What needs to be done: Retype precisely the section of the data that starts at the line containing "Objective: a point on each instance of the green plant" and runs to its final line, ends included.

##########

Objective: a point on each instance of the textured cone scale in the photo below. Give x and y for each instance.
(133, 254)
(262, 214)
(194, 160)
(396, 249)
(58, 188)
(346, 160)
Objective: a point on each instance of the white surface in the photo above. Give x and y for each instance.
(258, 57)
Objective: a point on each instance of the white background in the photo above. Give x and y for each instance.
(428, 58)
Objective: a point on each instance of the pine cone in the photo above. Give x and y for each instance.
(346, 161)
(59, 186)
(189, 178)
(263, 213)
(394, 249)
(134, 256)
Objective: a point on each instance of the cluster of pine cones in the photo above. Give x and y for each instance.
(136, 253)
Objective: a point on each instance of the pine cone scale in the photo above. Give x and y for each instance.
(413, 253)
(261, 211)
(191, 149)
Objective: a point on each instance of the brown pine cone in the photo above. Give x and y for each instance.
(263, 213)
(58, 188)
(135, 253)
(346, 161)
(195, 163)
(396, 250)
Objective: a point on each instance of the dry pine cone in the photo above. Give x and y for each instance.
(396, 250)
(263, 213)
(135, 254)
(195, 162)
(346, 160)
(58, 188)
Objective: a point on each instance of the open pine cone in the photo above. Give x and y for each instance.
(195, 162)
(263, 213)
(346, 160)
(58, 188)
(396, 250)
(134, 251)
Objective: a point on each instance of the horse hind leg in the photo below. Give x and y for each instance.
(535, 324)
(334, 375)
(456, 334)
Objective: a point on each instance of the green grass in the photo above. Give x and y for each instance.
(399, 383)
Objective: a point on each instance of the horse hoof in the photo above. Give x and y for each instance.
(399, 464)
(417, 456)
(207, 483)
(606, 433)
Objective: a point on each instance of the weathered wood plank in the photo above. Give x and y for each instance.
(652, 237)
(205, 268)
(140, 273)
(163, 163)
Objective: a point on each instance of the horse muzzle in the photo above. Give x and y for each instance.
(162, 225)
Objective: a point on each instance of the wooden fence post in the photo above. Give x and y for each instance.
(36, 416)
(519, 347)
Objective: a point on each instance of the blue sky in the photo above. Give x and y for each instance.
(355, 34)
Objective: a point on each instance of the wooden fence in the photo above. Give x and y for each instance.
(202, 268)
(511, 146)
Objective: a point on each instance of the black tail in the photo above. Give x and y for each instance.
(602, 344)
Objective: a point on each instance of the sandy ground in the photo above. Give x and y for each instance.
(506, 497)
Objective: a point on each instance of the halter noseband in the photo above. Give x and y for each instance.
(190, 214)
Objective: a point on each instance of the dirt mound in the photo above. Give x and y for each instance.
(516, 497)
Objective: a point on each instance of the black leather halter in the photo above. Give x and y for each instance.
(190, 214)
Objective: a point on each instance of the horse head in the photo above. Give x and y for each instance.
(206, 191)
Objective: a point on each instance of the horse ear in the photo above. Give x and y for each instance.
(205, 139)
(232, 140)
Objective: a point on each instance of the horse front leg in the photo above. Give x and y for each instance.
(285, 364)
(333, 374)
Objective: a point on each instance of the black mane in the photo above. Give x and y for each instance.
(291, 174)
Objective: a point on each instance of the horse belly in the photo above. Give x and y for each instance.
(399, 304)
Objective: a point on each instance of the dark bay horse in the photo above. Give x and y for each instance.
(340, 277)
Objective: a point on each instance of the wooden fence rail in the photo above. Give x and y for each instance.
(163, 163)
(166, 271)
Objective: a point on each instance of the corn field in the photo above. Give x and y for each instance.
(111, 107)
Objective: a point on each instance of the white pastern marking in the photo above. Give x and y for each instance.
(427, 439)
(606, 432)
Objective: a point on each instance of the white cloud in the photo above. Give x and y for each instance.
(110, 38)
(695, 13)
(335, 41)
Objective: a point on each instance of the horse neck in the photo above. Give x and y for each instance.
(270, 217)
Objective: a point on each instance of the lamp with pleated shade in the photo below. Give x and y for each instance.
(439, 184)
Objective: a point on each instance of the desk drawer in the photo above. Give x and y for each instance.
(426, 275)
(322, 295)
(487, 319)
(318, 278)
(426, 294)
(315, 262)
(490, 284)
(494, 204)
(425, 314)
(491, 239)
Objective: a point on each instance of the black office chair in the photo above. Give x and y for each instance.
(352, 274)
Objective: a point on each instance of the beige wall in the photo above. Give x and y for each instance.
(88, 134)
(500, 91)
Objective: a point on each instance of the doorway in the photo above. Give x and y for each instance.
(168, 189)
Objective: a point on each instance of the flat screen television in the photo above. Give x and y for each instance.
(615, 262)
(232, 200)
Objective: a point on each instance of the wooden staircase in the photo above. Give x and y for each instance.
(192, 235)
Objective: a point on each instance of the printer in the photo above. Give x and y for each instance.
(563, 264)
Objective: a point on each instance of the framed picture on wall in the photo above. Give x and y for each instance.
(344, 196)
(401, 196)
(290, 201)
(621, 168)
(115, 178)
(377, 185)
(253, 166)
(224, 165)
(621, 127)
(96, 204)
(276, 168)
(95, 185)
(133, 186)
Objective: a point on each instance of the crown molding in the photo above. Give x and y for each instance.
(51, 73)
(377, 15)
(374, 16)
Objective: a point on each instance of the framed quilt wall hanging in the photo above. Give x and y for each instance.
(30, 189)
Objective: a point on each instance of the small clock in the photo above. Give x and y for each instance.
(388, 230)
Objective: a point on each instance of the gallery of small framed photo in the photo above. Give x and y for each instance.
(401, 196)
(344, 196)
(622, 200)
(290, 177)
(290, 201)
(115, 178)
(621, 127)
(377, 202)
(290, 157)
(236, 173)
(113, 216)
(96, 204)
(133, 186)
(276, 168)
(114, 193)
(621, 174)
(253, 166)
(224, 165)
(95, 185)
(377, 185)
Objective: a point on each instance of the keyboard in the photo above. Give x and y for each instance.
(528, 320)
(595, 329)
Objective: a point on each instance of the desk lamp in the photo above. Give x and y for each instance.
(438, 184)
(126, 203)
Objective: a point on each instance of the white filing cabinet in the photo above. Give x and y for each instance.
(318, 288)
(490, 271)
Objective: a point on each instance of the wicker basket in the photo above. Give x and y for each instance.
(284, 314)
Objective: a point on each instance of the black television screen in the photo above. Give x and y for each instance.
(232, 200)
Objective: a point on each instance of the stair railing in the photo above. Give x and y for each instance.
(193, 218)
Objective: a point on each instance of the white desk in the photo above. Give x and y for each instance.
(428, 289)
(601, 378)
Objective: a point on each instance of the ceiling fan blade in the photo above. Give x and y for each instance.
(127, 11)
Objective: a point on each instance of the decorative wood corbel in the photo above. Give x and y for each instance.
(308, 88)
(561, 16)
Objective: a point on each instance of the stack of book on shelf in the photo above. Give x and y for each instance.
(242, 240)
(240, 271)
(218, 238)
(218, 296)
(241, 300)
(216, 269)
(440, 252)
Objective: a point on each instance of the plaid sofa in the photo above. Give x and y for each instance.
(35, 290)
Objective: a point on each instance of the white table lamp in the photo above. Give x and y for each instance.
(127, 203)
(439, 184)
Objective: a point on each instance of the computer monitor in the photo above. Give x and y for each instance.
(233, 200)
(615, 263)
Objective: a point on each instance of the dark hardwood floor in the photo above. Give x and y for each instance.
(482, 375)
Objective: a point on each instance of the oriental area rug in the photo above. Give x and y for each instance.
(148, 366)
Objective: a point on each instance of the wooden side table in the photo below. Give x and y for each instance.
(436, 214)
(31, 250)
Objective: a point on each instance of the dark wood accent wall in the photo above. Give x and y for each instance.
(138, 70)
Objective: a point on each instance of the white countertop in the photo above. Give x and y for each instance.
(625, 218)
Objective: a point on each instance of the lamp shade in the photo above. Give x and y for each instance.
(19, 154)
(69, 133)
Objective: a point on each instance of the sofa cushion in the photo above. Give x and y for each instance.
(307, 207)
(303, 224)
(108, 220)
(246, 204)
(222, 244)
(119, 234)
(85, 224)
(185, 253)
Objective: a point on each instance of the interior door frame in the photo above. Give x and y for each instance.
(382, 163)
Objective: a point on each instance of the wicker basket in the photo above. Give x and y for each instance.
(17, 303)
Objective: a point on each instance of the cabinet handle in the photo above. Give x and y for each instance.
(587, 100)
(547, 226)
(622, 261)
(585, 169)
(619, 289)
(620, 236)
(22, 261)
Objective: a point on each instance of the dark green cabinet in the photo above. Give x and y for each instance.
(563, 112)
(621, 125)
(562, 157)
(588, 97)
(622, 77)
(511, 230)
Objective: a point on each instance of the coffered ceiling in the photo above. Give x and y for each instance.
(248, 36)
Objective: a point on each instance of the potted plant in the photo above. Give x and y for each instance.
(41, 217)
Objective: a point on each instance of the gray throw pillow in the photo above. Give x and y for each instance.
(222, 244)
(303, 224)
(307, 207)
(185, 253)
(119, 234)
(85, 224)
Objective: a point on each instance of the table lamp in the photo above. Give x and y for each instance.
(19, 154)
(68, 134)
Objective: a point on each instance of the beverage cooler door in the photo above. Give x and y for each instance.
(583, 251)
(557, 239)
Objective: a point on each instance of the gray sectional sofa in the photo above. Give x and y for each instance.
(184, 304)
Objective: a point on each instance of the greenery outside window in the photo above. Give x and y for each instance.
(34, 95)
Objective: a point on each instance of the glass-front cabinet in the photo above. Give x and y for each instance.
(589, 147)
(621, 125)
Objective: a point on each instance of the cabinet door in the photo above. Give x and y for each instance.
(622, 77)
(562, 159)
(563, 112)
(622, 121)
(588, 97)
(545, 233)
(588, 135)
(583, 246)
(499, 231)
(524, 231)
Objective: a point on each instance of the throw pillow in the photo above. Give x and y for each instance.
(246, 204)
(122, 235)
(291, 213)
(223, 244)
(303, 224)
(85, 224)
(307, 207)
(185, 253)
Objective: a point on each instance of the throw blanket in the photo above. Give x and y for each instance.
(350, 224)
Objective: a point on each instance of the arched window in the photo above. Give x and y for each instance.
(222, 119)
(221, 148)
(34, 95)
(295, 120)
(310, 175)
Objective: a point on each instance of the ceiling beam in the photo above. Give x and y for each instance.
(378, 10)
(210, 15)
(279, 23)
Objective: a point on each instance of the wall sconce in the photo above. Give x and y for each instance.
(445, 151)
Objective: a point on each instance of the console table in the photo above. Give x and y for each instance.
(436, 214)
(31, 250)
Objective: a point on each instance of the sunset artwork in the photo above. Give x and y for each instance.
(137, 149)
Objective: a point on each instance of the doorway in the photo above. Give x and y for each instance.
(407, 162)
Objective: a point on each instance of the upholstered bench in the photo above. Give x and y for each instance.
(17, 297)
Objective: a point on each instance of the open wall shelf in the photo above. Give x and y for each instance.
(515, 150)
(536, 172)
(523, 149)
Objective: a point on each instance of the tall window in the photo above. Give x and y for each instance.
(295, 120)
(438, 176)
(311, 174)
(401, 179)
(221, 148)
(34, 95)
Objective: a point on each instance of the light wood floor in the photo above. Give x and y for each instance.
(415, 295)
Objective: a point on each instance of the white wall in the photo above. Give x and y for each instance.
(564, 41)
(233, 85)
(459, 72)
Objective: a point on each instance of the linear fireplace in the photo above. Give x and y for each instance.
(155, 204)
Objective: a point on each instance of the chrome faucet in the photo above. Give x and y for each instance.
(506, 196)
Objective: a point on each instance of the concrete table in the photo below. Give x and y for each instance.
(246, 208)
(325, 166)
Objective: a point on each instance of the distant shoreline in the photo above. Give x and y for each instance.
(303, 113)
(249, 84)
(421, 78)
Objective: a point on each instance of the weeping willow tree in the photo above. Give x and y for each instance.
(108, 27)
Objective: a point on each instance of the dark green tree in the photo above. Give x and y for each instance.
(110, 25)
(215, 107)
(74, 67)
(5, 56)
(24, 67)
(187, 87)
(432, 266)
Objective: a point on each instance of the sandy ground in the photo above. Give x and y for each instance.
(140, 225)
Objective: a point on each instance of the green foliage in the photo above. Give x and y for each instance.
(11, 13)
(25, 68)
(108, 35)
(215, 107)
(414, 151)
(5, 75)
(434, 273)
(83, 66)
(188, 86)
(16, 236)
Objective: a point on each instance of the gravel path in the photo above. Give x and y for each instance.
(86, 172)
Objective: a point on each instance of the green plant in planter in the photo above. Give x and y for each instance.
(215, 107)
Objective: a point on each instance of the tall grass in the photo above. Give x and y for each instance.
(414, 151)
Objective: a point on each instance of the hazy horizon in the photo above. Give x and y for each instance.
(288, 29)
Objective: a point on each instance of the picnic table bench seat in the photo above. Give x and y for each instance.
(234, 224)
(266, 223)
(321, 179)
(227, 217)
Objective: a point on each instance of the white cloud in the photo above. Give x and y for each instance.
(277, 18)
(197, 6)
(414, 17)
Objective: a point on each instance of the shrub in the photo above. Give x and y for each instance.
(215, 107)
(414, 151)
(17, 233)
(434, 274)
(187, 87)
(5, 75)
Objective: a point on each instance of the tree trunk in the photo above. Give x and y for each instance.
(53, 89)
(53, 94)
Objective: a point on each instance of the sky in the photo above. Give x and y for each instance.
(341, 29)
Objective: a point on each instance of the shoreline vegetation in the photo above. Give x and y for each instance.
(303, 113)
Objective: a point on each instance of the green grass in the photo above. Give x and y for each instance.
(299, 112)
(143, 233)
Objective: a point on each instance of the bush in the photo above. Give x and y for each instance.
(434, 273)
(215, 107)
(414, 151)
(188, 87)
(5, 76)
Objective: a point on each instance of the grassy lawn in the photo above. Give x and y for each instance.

##########

Right answer:
Objective: a point on each instance of the green plant in planter in the photo above. Give x and y for each instance.
(215, 107)
Objective: a point on each instance of the tall grass in the photo above. Give x and y for each instance.
(414, 151)
Objective: a point on each instance of the hazy horizon in the photo above. Give x and y for each instance.
(288, 29)
Objective: a point on each instance of the picnic table bench seat in the photo above. Give x and y for each instance.
(234, 224)
(266, 223)
(321, 179)
(227, 217)
Objective: a point on each instance of the white cloud in the photo above. Give x and y for each instance.
(277, 18)
(197, 6)
(414, 17)
Objective: a point on each instance of the shrub in the photo above. Give x and y for each instance.
(215, 107)
(414, 151)
(17, 233)
(434, 274)
(187, 87)
(5, 75)
Objective: a point on each instance of the tree trunk in the photo above. Give x and y for each instance.
(53, 89)
(53, 94)
Objective: a point on each instance of the sky in the photo above. Give x and y for each instance.
(341, 29)
Objective: a point on each instance of the shoreline vegetation in the photo above. Give x and y for each instance.
(303, 113)
Objective: a point on each instance of the green grass in the photo above. Give x and y for each instance.
(299, 112)
(143, 233)
Objective: a point on each instance of the bush in the photo above. Give x and y for each instance.
(434, 273)
(215, 107)
(414, 151)
(188, 87)
(5, 76)
Objective: a point on each instance of the grassy lawn in the photo above. Give x and y for each instance.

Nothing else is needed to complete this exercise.